**WHAT YOU ARE ASKED TO DO**. In the essay below about Fifty Shades of Gray, what share of college students does the quoted Katie Roiphe passage say women make up?

Why are so many strong, independent, powerful women drawn to sado-masochistic porn like Fifty Shades of Gray?
Katie Roiphe finds it all puzzling:
It is intriguing that huge numbers of women are eagerly consuming myriad and disparate fantasies of submission at a moment when women are ascendant in the workplace, when they make up almost 60 percent of college students, when they are close to surpassing men as breadwinners, with four in 10 working women now outearning their husbands, when the majority of women under 30 are having and supporting children on their own, a moment when—in hard economic terms—women are less dependent or subjugated than before.
She adds:
This is not to mention a spate of articles on choosing not to be married or the steep rise in young women choosing single motherhood. We may then be especially drawn to this particular romanticized, erotically charged, semipornographic idea of female submission at a moment in history when male dominance is shakier than it has ever been.
In truth, there is nothing mysterious or even intriguing about the phenomenon. Once you look closely at the question, it answers itself.
Many modern women have successfully repressed their feminine mystique. Then, one day, they wake up to discover that men do not find them to be sexually attractive. The Pied Pipers of contemporary feminism forget to tell them that their sex appeal lay in their femininity.
If they want to have sex lives and relationships with men, they have to move on to plan B.
Strong, powerful, independent modern women work with men on an equal basis, interact with men as equals, and are respected by men as equals. But the same men do not see them as sexually desirable.
At the least, the men they would want to marry do not see them in that light.
Absent a feminine mystique, a woman has two real options: a role-playing fantasy in which she is submissive and her partner is dominant, or submitting to the reality that her man will look elsewhere for sexual pleasure.
After all, feminist philosophy professor Nancy Bauer once suggested that college women can feel empowered by getting drunk at parties and falling to their knees to provide whatever service male partygoers might require. My comments here.
Bauer called it liberated and empowered, but really, it’s submissive.
Of course, none of this should really come as a surprise. The truth has been staring us in the face for years. Most people have too much decorum to call it by its name.
If you ask which American woman represents the highest embodiment of the feminist ideal today, the answer must be: Hillary Clinton.
But hasn’t Hillary Clinton’s husband made abundantly clear that his sexual desires have always been directed toward just about any woman who walks by, with the sole exception of Hillary Clinton?
Let’s imagine that Hillary Clinton was unwilling to do what Anastasia Steele did in Fifty Shades of Gray. Let’s grant that she would have refused to submit to his male authority, even if it was play-acting.
Of course, Bill Clinton did not just engage in a discreet extra-marital love affair. He did not bother to hide his infidelities. He was reckless in his choice of sexual partners.
Recklessness means that you do not really care about getting caught. In fact, it suggests that getting caught and having your dirty linen aired in public might serve a larger purpose.

**SUPPLIED ENTRIES**.
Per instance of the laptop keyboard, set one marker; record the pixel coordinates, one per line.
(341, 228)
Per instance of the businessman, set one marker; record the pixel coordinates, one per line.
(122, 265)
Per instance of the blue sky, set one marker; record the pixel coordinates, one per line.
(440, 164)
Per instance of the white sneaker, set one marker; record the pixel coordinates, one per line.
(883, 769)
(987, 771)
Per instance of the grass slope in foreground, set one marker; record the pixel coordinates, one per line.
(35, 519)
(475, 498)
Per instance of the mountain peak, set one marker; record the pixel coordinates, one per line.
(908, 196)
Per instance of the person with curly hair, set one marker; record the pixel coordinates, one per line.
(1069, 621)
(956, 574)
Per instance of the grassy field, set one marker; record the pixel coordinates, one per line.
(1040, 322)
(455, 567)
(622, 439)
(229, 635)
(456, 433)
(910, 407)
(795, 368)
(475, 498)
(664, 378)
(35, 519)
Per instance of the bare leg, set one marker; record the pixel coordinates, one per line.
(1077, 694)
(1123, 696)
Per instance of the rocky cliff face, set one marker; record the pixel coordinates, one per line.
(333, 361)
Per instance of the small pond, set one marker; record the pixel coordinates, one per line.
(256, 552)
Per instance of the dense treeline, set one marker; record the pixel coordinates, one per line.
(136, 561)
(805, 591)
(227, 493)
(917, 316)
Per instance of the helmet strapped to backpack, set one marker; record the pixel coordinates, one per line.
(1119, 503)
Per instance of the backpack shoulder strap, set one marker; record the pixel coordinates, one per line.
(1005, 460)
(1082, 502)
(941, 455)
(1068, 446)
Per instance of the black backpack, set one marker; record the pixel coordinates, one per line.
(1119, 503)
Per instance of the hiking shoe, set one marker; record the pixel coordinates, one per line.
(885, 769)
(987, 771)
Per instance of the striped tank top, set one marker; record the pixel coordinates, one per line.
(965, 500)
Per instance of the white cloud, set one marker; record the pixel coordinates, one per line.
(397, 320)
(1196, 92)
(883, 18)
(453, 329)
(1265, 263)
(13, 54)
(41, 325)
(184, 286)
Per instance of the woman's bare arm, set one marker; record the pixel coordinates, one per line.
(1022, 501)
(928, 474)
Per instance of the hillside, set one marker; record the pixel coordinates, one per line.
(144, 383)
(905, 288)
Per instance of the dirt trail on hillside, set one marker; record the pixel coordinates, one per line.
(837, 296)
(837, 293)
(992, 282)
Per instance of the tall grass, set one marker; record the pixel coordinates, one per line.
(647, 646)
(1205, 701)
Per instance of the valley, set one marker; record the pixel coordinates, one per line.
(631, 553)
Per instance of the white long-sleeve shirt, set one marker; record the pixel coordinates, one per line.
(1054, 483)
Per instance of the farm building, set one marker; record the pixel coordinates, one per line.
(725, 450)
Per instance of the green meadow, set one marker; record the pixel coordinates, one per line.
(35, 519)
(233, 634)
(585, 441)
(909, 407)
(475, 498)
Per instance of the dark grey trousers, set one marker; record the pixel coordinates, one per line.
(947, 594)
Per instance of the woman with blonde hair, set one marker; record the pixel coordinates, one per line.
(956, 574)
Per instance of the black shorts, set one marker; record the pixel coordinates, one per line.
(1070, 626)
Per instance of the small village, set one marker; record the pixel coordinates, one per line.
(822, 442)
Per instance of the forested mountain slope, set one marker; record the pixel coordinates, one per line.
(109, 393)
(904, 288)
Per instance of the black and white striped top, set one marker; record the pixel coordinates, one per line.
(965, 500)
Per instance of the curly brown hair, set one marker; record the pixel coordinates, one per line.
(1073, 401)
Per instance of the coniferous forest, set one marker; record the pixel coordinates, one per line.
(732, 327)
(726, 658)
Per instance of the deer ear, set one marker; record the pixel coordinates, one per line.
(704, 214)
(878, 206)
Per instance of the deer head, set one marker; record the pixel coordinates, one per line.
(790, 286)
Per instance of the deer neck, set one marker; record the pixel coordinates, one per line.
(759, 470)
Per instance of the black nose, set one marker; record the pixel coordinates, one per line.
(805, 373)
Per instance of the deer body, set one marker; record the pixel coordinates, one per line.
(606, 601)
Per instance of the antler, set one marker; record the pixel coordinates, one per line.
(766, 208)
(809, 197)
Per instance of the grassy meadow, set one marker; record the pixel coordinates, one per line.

**TASK SOLUTION**. Almost 60 percent